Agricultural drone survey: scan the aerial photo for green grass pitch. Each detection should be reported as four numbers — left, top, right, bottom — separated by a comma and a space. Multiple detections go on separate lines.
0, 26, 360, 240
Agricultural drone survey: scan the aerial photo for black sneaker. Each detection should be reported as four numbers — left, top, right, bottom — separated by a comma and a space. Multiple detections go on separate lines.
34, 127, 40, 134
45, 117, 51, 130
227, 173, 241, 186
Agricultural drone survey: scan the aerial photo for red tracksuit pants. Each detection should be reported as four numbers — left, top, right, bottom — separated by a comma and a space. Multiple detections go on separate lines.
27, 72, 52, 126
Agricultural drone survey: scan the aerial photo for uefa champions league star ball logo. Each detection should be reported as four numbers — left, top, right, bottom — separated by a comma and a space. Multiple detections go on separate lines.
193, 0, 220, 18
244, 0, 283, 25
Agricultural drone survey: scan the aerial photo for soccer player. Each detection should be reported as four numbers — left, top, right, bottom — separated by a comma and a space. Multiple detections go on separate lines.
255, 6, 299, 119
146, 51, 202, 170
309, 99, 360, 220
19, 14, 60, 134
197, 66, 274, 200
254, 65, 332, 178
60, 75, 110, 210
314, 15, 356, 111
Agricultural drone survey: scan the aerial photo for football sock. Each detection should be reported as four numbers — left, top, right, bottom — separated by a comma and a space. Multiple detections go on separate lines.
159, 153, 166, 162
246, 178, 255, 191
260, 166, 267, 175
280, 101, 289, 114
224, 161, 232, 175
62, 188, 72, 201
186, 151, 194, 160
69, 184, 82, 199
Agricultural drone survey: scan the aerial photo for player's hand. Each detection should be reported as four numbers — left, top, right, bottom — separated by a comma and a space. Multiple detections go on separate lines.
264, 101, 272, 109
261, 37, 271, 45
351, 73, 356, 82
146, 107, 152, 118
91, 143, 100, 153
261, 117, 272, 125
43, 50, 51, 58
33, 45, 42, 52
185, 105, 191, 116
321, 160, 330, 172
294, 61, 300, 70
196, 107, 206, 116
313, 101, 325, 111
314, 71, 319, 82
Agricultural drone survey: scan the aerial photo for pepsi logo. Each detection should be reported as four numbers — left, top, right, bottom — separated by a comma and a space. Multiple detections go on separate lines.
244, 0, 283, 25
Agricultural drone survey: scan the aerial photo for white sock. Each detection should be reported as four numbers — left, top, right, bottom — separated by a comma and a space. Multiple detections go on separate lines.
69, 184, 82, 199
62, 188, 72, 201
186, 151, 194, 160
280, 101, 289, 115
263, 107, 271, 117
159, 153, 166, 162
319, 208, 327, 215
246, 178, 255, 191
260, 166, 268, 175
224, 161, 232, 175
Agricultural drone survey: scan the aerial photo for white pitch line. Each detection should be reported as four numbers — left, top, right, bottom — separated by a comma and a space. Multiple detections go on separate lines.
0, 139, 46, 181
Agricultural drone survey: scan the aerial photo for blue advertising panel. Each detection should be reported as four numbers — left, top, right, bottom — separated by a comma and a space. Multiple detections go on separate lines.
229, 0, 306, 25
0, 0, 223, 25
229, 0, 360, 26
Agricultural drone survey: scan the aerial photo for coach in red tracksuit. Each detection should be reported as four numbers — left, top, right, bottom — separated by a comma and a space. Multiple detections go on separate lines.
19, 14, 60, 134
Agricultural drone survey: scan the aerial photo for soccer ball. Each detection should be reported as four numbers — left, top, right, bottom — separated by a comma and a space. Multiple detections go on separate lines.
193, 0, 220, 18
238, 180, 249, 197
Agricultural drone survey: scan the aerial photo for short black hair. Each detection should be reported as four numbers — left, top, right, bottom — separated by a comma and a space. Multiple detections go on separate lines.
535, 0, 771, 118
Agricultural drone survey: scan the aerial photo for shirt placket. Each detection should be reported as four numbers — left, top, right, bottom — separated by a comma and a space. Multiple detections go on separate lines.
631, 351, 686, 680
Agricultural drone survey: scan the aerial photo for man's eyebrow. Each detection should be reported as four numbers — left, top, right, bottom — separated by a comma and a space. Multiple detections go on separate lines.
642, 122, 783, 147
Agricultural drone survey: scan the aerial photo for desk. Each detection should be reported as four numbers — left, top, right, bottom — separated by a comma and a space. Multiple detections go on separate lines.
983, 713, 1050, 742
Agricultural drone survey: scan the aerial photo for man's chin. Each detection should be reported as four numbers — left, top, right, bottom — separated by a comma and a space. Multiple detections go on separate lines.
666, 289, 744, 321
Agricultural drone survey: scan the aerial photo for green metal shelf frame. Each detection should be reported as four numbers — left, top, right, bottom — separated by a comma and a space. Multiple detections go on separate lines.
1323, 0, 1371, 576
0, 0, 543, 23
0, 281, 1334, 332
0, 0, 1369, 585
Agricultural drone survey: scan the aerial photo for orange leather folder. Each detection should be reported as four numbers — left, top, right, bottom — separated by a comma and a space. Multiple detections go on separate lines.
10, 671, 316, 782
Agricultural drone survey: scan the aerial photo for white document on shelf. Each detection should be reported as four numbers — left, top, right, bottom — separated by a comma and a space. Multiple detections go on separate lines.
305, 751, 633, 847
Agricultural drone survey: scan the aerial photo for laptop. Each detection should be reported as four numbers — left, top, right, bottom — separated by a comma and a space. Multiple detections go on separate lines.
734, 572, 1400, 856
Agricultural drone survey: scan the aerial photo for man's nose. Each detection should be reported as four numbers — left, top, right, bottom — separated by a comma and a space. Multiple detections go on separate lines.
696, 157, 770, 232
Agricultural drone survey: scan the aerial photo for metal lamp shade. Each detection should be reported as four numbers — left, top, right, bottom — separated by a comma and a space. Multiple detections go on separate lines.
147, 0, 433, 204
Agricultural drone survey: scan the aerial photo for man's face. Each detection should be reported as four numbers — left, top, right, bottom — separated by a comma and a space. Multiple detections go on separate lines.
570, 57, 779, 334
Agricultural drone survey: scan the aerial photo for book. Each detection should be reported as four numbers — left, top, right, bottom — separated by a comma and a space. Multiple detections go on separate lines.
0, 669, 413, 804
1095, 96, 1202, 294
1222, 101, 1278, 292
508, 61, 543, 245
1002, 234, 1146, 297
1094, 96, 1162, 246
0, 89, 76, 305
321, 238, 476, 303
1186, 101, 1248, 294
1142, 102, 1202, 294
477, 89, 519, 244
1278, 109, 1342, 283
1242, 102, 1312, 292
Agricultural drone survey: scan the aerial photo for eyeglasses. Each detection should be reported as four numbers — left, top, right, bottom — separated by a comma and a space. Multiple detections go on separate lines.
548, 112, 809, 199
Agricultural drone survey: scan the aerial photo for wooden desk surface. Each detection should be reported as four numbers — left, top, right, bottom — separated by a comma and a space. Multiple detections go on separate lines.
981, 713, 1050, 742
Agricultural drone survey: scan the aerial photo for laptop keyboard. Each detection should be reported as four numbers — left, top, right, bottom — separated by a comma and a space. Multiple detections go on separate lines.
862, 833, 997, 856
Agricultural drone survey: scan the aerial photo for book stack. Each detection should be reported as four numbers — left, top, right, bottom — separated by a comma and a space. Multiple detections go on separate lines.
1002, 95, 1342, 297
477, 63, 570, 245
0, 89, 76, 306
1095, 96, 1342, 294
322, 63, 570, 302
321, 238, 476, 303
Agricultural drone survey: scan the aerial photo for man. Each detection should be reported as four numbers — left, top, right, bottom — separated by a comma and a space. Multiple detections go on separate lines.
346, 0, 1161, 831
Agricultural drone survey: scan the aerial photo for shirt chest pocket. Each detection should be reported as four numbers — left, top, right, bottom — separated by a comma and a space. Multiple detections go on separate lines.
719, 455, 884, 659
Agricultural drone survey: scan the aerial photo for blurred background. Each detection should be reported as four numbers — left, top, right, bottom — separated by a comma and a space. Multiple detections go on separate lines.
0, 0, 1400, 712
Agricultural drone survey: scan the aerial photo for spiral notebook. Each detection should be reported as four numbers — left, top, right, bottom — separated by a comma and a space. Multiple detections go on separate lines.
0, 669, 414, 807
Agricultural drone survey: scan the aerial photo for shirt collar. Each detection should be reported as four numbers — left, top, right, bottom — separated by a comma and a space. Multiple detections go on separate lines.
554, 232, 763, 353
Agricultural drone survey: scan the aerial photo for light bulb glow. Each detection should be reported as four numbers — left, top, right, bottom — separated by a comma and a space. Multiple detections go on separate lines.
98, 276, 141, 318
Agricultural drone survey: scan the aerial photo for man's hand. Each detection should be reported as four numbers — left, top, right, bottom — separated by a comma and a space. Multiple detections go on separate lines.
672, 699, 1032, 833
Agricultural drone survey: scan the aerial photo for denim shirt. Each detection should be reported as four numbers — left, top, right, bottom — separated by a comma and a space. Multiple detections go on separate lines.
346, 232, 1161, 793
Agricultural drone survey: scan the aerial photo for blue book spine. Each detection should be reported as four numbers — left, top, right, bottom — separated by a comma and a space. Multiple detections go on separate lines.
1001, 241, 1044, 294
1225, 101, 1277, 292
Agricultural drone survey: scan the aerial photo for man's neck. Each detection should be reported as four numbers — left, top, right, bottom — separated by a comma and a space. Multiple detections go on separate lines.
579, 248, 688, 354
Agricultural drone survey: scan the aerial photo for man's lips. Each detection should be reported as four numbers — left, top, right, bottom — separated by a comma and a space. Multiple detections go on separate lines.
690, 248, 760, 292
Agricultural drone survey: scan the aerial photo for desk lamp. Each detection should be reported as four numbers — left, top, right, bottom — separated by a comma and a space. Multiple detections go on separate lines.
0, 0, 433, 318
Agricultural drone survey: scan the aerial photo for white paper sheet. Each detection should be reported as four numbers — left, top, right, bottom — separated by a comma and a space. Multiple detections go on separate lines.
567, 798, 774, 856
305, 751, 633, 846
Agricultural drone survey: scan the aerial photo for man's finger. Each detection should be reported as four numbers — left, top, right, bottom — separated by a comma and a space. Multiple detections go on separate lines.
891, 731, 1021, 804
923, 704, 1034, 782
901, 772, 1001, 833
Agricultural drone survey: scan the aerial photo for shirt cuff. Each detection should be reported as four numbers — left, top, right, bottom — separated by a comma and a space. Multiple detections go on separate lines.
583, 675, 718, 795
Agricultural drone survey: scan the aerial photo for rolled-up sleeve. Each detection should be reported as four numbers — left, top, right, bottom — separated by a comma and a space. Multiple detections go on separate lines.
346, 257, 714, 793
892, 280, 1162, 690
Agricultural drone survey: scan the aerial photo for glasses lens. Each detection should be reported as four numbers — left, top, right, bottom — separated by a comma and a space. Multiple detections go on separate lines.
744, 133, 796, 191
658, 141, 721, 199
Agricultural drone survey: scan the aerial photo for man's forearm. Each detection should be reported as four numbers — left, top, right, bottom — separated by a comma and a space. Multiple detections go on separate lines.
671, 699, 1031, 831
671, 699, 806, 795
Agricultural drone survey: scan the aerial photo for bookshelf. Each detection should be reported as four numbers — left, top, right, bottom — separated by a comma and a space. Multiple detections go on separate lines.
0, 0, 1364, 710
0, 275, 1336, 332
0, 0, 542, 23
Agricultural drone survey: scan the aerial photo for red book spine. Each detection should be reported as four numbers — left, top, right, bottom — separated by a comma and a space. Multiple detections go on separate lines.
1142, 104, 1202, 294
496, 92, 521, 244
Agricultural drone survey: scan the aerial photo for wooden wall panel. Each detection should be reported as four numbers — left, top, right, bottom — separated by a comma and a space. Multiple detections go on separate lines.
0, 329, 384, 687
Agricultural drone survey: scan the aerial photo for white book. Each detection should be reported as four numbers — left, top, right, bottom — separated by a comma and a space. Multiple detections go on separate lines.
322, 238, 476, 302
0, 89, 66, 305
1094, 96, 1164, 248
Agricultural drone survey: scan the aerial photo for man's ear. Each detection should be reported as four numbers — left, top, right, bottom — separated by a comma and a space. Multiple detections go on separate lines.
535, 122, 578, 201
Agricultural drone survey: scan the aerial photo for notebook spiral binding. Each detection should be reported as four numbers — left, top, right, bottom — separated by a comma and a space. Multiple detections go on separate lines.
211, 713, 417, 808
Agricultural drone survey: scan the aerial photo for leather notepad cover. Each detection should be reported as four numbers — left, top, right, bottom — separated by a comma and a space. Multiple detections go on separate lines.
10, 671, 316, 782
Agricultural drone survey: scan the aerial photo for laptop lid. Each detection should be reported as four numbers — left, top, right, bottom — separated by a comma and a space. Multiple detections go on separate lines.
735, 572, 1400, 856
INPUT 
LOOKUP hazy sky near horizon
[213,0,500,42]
○ ○ ○ ○
- **What you have to do**
Swap "aerial photo" for "satellite image" in the listing lines between the line holding "Agricultural drone survey: scan the aerial photo for man." and the line holding "346, 0, 1161, 831", inclusive. Reproduce only those lines, with everything else left as it is.

- **Answer to this task**
Agricultural drone survey: scan the satellite image for man. Each detection should be reported as four numbers — left, top, right, bottom — separated by a comma and a space. Multiple detections go on separate lines.
346, 0, 1161, 831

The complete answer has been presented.